Goal of the exercise -> Render each line of the data below as a numbered list, omitting blank lines and excluding the pictures.

┄┄┄┄┄┄┄┄┄┄┄┄┄┄┄┄┄┄┄┄

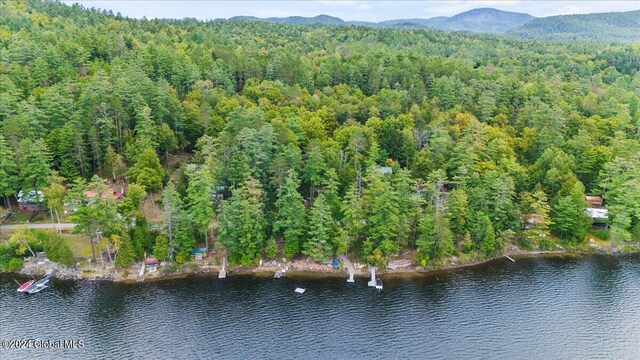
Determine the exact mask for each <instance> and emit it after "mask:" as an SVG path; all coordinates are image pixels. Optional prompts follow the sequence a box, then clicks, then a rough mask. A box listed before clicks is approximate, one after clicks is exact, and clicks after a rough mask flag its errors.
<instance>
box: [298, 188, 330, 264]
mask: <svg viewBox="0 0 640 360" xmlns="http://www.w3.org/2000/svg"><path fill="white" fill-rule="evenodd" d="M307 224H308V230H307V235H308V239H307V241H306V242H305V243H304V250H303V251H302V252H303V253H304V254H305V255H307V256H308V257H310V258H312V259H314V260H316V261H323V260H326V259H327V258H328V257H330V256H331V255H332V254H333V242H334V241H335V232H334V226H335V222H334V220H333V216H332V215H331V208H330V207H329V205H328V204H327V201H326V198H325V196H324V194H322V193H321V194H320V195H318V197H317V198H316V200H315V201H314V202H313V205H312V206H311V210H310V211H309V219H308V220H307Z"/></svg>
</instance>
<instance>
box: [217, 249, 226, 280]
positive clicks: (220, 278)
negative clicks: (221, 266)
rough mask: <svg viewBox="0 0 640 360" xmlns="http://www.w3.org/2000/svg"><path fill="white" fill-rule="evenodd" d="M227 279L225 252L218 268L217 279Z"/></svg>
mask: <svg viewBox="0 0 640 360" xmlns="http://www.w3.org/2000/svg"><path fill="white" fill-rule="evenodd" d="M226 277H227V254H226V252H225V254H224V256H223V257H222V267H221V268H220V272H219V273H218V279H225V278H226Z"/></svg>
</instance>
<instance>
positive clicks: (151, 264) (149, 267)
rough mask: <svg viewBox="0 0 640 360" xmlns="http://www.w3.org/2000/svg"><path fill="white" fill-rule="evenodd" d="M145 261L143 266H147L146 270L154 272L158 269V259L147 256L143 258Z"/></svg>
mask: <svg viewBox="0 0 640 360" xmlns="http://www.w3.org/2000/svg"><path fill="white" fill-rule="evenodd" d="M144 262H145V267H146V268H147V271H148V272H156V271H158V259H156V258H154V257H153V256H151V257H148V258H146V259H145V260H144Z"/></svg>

┄┄┄┄┄┄┄┄┄┄┄┄┄┄┄┄┄┄┄┄

Result for this exercise ->
1. Determine the exact mask for each <instance> and emit it after "mask:" as an SVG path; all coordinates are image pixels. Optional prompts follow the sequence a box, then clicks, then a rough mask. A box listed before clicks is approximate, one after clicks is exact, and clicks after a rough mask flag its errors.
2. <instance>
3. box: [298, 188, 330, 264]
4. mask: <svg viewBox="0 0 640 360" xmlns="http://www.w3.org/2000/svg"><path fill="white" fill-rule="evenodd" d="M307 224H308V230H307V235H308V239H307V241H306V242H305V243H304V250H303V251H302V252H303V253H304V254H305V255H307V256H308V257H310V258H312V259H314V260H316V261H323V260H326V259H327V258H328V257H330V256H331V255H332V254H333V242H334V241H335V232H334V226H335V222H334V220H333V216H332V215H331V208H330V207H329V205H328V204H327V201H326V198H325V196H324V194H322V193H321V194H320V195H318V197H317V198H316V200H315V201H314V202H313V205H312V206H311V210H310V211H309V219H308V220H307Z"/></svg>
5. </instance>
6. <instance>
7. box: [217, 249, 226, 280]
8. positive clicks: (220, 278)
9. negative clicks: (221, 266)
10. rough mask: <svg viewBox="0 0 640 360" xmlns="http://www.w3.org/2000/svg"><path fill="white" fill-rule="evenodd" d="M227 279L225 252L218 268L217 279Z"/></svg>
11. mask: <svg viewBox="0 0 640 360" xmlns="http://www.w3.org/2000/svg"><path fill="white" fill-rule="evenodd" d="M226 277H227V254H226V252H225V254H224V256H223V257H222V267H221V268H220V272H219V273H218V279H225V278H226Z"/></svg>
12. </instance>
13. <instance>
14. positive clicks: (151, 264) (149, 267)
15. rough mask: <svg viewBox="0 0 640 360" xmlns="http://www.w3.org/2000/svg"><path fill="white" fill-rule="evenodd" d="M145 261L143 266H147L146 270L154 272L158 269V259L147 256L143 258Z"/></svg>
16. mask: <svg viewBox="0 0 640 360" xmlns="http://www.w3.org/2000/svg"><path fill="white" fill-rule="evenodd" d="M144 262H145V267H146V268H147V271H148V272H156V271H158V259H156V258H154V257H153V256H151V257H148V258H146V259H145V260H144Z"/></svg>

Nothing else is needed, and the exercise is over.